[Exercise]
From the line containing "The component shall indicate each instance of the woman in" through the last line of the data, return those lines exactly as written and nothing more.

[Input rows]
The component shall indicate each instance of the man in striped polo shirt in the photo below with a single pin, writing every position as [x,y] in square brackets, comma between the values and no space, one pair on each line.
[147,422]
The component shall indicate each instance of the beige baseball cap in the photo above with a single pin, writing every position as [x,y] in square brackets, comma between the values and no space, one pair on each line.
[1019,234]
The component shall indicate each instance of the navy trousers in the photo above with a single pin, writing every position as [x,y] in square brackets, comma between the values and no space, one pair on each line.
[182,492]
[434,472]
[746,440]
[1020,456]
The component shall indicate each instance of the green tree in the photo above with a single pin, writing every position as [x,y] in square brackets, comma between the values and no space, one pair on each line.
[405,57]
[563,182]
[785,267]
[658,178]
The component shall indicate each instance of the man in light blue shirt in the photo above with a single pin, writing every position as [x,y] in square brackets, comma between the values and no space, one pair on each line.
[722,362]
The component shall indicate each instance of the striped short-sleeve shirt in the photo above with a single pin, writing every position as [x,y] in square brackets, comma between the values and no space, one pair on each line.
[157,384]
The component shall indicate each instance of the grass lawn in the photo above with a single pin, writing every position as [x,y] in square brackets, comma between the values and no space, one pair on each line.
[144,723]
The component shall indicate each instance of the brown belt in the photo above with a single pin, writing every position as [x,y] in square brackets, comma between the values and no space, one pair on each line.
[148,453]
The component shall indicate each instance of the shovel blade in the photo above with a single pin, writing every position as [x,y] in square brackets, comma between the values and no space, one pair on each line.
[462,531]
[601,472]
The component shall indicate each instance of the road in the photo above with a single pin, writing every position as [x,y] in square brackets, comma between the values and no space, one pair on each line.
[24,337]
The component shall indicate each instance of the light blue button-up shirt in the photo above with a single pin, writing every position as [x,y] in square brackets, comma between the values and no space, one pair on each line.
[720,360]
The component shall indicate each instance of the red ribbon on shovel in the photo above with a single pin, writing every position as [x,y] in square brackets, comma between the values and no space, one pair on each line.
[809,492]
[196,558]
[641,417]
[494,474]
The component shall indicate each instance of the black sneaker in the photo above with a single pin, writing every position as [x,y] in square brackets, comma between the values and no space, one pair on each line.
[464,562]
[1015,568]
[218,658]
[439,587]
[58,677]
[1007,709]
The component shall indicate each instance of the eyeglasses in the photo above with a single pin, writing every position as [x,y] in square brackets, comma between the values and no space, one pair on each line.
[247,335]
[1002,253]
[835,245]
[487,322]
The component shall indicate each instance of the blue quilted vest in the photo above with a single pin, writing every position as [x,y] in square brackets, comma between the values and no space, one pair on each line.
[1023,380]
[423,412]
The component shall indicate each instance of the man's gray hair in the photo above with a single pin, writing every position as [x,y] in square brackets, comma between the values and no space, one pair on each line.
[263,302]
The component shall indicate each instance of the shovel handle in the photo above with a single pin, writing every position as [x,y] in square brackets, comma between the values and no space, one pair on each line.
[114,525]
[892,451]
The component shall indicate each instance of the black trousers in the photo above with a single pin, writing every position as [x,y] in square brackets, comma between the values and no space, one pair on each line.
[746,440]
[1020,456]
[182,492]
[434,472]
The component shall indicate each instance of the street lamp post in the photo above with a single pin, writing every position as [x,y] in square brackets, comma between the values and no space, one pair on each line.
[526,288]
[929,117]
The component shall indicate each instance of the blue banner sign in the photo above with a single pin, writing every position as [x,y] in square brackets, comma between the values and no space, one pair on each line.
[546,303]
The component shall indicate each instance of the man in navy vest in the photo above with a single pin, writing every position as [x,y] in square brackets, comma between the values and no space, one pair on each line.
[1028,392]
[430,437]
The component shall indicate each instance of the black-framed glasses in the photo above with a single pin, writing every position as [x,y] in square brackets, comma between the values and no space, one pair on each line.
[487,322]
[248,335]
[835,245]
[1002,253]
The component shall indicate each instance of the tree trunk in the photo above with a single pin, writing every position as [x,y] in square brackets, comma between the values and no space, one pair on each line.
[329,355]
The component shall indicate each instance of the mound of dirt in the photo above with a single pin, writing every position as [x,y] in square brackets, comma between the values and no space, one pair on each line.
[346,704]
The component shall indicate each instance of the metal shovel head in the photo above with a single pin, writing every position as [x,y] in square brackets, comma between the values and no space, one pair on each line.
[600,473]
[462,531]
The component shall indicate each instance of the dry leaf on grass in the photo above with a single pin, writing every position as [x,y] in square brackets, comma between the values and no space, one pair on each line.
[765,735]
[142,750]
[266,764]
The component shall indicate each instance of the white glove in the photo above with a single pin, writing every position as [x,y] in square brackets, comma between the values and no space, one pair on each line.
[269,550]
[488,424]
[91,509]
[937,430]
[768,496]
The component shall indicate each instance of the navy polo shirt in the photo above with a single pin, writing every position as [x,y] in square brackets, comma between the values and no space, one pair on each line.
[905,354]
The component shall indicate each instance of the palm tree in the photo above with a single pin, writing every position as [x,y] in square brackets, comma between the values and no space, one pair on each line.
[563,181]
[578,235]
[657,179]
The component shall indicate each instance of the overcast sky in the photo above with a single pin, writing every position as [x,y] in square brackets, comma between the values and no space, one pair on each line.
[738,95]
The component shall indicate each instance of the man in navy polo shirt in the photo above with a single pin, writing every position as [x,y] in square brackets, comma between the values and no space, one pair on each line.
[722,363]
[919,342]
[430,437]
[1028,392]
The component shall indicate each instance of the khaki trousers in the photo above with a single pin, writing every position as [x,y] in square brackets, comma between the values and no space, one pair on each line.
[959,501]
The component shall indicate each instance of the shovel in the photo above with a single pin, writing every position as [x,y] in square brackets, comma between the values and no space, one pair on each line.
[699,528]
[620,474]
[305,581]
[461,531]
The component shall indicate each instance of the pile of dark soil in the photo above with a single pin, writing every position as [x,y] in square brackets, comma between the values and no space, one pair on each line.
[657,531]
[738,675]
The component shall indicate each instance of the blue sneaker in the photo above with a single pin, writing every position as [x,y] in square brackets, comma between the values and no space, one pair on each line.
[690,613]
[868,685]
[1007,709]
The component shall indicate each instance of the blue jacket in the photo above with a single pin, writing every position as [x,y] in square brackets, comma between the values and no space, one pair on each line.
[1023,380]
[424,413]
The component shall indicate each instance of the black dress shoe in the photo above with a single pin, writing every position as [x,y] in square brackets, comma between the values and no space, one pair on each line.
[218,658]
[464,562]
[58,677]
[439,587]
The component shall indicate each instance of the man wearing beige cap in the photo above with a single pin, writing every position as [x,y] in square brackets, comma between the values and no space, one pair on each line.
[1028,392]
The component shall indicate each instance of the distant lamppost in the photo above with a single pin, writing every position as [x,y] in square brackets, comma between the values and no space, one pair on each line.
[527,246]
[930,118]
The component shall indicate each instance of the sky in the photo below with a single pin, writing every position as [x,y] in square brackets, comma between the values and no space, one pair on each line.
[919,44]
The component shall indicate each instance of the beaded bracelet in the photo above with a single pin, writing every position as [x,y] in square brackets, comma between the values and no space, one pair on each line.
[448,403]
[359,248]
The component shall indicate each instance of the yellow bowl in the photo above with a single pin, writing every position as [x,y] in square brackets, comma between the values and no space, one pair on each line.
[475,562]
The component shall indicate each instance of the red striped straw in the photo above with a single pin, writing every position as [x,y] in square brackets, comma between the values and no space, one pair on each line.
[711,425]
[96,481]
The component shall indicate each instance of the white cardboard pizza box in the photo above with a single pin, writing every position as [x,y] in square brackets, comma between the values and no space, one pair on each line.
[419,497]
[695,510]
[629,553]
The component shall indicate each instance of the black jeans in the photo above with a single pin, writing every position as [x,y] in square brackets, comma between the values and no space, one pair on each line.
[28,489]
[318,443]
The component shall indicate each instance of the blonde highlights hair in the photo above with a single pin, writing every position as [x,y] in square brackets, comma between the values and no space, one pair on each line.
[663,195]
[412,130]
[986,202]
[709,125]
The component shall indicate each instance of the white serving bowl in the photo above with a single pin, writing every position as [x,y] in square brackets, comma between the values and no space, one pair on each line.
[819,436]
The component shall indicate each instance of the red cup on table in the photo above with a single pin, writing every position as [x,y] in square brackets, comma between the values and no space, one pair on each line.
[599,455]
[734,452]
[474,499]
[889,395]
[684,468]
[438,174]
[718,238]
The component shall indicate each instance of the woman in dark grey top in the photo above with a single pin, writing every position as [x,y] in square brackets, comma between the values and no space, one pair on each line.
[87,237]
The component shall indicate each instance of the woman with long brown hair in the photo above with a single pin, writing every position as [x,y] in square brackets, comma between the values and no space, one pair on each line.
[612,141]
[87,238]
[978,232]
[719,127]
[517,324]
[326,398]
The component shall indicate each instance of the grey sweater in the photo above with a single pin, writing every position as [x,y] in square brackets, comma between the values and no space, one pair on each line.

[Response below]
The component shall indicate each instance of the woman in dark grey top in the photo above with a single pin, writing every position as [x,y] in square brackets, comma between the values and no space, one pair on each line.
[87,237]
The component shall indicate each instance of the woman with long brown hair in the photo above with a single pin, writing every position as [x,y] in square brackets, comma between the values and no space, one pair on each line.
[612,141]
[87,238]
[978,232]
[719,127]
[517,324]
[326,398]
The component shall indicate each instance of the grey sweater in the photo above with a single pin, writing every position as [x,y] in square brackets, comma between the values and no space, one pair on each line.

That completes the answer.